## [WHAT TO WORK ON]
Write the next part of the post below about returning to work as a sign language interpreter and leaving a baby son at daycare, starting right after its final sentence.

## [TEXT SECTION]

As some of you may know, I work as a full time, staff, sign language interpreter.
When I found out I was pregnant, I had an arrangement with my boss, that I would be off work for two months after Kaden was born, and then come back part time with the intent of going back to full time after a couple of weeks to ease back in. The goal was for me to return to full time by, or around September 1st because school would be back in session by then, and our agency would be busy again. (We tend to slow down around Thanksgiving and Christmas, and again in the summer when educational interpreters flood the community for work.)
Since Kaden arrived so early, our plan was pretty much thrown out of the window.
Since I had an emergency c-section, I was off work for the rest of April (which was really only for three weeks). I thought going back to work while Kaden was in the NICU would be good for me, so for the month of May I worked about 24 hours.
It was bittersweet, because on the one hand, I was able to preoccupy my mind for a short time and not dwell on my son being stuck in the hospital. On the other hand, it took me away from him.
Kaden was discharged on Tuesday, May 29th, and I was officially back on maternity leave.
We decided to stick with our original plan of me coming back to work part time for the second half of August, and full time on September 1st.
My first day back was Friday, August 17th, and it was such a weird feeling.
Backing up a little bit.
My husband and I don’t live close to his family, and we don’t have any good friends in the area that stay home and would be able to watch Kaden for us. We were left with no other option than to go with a daycare, because we cant afford me to be a stay at home mom, as much as I would love that.
We checked out a few daycares and found one that cost a little more, but they use an app that allows us to check in on Kaden throughout the day. They log when they feed him, change him, and when he naps (and apparently they post pictures also, but they haven’t posted one yet).
Kaden has gone to daycare twice now, and I am not a fan.
It’s not that I don’t like the place he goes to (though I hate spending so much money on childcare) it’s that I am leaving him with strangers.
They don’t know what cry means what. They don’t know how to bounce him just right to soothe him. They don’t know what temperature he likes his bottle. They don’t know how to hold him upright and let him bounce on their legs. At least, not yet, and it bothers me that they will learn these things.
It bothers me that strangers will come to know my son just as well as, if not better than me.
It bothers me that he could laugh for the first time, and a stranger will be the one to hear it.
It bothers me that he may roll over for the first time in daycare.

## [EXTRACTED MATERIAL]
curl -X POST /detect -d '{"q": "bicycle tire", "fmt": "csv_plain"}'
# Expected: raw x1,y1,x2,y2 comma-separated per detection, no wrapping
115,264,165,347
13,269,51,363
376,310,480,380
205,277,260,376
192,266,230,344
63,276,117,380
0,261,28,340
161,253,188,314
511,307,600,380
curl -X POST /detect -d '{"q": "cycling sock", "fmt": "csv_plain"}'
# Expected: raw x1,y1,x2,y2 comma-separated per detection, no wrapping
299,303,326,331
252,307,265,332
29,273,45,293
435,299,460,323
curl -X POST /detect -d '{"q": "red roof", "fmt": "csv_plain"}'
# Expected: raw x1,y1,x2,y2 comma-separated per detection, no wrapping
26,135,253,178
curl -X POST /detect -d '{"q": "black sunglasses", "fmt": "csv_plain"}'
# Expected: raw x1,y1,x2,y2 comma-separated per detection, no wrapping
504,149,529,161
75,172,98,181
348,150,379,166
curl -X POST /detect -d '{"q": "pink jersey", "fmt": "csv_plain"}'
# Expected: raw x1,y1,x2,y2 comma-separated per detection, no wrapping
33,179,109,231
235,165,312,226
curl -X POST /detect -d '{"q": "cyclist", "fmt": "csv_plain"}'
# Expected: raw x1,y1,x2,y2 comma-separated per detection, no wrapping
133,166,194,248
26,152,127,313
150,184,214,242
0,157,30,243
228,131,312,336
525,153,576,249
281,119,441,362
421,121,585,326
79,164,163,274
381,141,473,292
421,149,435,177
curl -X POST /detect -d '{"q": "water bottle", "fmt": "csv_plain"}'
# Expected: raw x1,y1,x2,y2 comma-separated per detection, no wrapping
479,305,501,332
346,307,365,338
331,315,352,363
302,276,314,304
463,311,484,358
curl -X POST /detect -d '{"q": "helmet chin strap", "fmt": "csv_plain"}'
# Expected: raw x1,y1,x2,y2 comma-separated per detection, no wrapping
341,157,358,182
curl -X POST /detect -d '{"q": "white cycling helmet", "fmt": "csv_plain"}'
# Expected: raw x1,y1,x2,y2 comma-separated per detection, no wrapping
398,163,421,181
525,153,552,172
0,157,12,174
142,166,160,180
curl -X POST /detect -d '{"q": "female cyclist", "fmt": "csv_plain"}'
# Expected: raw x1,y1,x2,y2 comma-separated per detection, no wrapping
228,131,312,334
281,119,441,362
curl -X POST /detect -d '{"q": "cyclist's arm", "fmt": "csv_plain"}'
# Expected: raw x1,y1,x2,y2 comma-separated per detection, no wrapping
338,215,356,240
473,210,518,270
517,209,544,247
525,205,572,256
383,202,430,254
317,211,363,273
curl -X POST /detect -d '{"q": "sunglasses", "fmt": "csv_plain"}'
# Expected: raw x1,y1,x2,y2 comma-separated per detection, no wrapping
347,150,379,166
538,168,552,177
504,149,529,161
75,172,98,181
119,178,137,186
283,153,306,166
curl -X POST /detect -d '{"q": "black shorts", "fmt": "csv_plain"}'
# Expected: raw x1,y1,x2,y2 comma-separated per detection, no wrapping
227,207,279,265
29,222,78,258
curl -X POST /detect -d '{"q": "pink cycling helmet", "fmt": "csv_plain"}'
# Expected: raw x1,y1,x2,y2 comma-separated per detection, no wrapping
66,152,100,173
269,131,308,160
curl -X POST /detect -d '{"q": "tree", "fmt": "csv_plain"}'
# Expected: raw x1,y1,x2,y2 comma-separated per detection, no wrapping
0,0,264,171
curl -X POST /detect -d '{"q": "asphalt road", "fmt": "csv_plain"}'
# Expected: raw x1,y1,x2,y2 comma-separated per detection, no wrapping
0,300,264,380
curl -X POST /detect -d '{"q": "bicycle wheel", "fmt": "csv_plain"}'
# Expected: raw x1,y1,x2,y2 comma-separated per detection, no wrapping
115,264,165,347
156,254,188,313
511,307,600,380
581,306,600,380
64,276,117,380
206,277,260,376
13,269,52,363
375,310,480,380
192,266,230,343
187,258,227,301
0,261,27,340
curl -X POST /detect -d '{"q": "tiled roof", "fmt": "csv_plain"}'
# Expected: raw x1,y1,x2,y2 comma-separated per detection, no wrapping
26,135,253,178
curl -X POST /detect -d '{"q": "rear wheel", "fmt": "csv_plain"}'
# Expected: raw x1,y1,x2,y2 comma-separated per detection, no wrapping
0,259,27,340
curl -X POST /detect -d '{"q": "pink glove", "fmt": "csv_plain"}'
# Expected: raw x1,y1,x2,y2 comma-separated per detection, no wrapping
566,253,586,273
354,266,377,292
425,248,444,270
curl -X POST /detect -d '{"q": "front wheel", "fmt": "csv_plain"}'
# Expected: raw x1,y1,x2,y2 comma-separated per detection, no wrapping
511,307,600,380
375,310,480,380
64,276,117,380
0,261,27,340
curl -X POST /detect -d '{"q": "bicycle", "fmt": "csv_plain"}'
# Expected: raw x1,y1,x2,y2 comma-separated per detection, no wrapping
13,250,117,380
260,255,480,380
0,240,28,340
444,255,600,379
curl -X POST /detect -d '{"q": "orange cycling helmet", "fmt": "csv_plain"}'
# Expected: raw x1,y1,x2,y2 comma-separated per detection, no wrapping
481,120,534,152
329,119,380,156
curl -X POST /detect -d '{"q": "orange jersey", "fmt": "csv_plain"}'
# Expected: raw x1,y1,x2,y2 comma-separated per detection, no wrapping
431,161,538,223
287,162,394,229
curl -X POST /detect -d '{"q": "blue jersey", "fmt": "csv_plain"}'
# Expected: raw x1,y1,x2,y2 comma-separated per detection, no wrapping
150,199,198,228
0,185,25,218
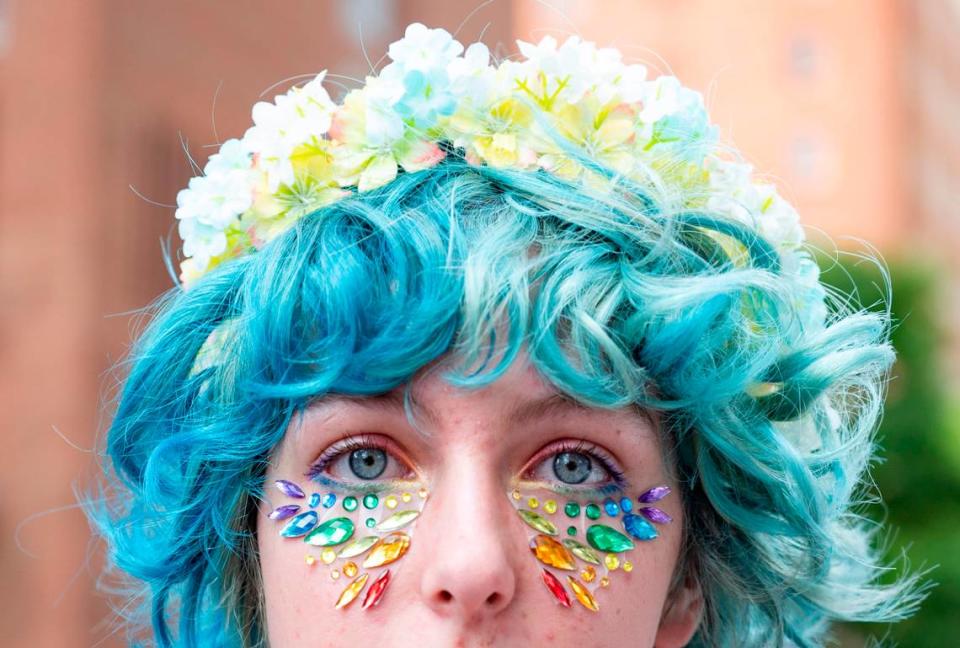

## [EXERCISE ANSWER]
It bothers me that his first words may be spoken, and a stranger’s ears may be the first to hear them.
It bothers me that a stranger’s arms may be the first to catch him after his first steps.
It bothers me.
I know that I have to go back to work to support my household and to do what is best for my family, but I don’t want to miss out on a single moment of Kaden’s life. He’s with strangers for such a long period of time during the day, and it doesn’t set well with me that he may do all of his firsts with them and not with me.
I already feel like I missed so much, like I was robbed of so much.
I didn’t get to hear his first cry. I didn’t get to change his first diaper. I didn’t get to give him his first bottle.
I know going back to work is what has to be done, and I’m doing it to make the best life I can for us and for him, but it breaks my heart.
Leaving him behind at daycare every morning hurts just like it did when I left him behind every day at the hospital. Yes, I get to pick him up that afternoon/evening and bring him home every day, but leaving him behind still feels just as wrong as it did back then.
I know it will get easier. I know it won’t hurt so much as time goes on.
But for now, it does. For now it is hard and painful and terrifying. I hate the thought of missing out on anything he does, any coo, any smile, any tear, any bottle.
Parents leave their children at daycares every day, I know this. Parents also sit in their car outside of said daycare or Kindergarten and cry, every day.
Leaving behind our children and entrusting their safety and happiness to someone we don’t know is terrifying.
All we can do, is cling to the notion that it gets easier. It will get better.
What have you done to make going back to work easier on you?
What tips do you have for parents returning to work after their babies are born?